Dataset items
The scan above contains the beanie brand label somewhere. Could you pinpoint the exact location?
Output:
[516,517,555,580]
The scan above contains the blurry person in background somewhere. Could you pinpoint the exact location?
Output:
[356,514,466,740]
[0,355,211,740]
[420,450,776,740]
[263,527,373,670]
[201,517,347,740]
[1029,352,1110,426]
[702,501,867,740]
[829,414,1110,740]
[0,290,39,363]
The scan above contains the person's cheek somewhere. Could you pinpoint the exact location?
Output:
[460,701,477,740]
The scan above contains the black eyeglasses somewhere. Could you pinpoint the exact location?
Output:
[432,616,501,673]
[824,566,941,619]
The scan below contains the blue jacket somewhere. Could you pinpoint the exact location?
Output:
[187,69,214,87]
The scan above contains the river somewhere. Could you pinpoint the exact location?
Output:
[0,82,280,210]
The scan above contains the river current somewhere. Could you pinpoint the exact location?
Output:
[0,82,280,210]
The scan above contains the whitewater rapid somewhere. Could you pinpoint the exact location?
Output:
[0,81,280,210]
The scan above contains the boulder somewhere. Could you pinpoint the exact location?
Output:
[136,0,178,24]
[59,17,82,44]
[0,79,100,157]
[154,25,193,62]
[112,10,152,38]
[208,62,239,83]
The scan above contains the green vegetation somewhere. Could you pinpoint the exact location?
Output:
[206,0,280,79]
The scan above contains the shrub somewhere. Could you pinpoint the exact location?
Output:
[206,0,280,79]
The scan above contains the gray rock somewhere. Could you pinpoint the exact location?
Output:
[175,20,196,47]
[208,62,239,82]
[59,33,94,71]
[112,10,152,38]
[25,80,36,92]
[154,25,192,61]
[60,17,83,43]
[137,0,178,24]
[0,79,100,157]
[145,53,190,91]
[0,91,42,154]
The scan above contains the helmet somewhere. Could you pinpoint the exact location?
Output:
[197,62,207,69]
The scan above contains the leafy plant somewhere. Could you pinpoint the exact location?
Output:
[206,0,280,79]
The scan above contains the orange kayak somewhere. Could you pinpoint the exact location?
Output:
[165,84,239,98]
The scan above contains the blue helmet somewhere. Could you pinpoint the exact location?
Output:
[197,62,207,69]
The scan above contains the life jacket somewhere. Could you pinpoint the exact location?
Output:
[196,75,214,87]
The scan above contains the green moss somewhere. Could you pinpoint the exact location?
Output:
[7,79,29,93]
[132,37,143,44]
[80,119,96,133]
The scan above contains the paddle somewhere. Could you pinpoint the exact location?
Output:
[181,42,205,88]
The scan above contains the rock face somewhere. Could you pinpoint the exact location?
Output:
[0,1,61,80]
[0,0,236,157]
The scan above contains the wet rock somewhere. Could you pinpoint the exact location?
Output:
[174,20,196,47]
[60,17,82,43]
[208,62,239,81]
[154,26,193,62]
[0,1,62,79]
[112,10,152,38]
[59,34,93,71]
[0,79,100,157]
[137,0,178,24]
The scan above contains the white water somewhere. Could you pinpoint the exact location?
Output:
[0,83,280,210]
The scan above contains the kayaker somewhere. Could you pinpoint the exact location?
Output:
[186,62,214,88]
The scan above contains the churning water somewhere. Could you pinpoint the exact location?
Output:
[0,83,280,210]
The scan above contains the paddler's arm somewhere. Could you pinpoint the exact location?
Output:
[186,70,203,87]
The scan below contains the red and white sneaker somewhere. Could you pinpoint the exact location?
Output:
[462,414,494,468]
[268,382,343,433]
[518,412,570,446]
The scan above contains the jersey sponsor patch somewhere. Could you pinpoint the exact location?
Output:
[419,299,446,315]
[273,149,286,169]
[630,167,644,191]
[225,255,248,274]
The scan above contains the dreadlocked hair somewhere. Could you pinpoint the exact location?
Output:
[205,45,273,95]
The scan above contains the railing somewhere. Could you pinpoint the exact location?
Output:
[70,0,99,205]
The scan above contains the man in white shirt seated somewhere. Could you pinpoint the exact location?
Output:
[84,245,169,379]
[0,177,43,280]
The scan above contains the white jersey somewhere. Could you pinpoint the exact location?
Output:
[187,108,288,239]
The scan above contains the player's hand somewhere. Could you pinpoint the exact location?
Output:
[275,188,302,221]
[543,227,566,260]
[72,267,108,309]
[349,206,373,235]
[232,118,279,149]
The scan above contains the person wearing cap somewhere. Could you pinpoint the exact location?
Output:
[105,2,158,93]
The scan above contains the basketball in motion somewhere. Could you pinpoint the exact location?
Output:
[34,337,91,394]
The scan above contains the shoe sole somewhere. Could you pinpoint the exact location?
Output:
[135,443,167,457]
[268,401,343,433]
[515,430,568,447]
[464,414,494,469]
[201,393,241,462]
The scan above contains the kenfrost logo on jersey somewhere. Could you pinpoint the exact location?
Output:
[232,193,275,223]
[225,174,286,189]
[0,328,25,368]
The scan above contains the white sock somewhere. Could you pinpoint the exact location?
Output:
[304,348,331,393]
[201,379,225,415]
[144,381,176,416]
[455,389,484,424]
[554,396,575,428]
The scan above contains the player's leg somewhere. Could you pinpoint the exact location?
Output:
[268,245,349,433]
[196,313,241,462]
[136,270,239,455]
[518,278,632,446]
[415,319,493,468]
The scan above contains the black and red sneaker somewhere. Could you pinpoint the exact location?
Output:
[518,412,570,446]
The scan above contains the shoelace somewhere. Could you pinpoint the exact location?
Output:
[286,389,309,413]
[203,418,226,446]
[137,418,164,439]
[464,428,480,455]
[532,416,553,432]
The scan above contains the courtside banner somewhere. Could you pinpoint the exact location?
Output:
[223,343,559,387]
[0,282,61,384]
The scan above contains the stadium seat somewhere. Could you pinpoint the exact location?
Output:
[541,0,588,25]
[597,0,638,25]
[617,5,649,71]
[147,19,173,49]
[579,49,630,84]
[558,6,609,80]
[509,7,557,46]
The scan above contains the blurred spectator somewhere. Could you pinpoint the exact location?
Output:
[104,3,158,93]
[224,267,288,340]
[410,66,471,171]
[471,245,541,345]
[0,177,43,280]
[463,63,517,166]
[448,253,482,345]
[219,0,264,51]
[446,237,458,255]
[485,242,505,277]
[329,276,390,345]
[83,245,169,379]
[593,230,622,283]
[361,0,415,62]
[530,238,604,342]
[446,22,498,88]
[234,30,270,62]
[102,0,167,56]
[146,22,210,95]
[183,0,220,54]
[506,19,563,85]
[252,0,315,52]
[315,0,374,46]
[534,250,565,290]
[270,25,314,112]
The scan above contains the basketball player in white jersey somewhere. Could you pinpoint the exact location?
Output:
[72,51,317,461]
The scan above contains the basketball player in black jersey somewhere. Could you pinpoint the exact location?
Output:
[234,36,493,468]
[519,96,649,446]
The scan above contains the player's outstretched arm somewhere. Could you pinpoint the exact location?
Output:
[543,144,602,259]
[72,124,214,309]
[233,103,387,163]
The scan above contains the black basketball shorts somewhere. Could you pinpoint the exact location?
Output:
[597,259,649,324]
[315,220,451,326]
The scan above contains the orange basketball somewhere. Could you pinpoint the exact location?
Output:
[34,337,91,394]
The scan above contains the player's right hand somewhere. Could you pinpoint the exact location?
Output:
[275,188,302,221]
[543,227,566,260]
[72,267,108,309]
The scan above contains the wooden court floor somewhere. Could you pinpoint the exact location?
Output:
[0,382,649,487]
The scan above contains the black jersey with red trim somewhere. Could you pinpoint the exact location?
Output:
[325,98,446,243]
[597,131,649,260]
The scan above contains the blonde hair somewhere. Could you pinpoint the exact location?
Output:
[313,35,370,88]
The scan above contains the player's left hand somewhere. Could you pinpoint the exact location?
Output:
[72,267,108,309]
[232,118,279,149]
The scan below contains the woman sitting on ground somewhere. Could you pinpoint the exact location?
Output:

• _GIVEN REQUEST_
Rewrite the lines from the one containing "The scan above contains the player's leg" through the one containing "[532,416,553,432]", requests included. Multiply every bounding-box coordinate in the answers by 0.55 and round each result to a whole number, with halves rounding up, and give only those lines.

• _SOLUTION_
The scan above contains the player's leg somewhere. Could you pinpoint the exact location?
Output:
[147,135,192,238]
[108,172,133,254]
[75,149,131,250]
[285,153,348,245]
[228,175,271,257]
The scan above contains the black and red sneaker somewhere. Could you pinpoint the exact location?
Output:
[285,227,314,245]
The scan above contains the shoelace somewhere. Could you pinpoint the exact location?
Output:
[157,214,170,227]
[112,230,124,245]
[75,230,90,241]
[255,235,264,250]
[293,229,304,238]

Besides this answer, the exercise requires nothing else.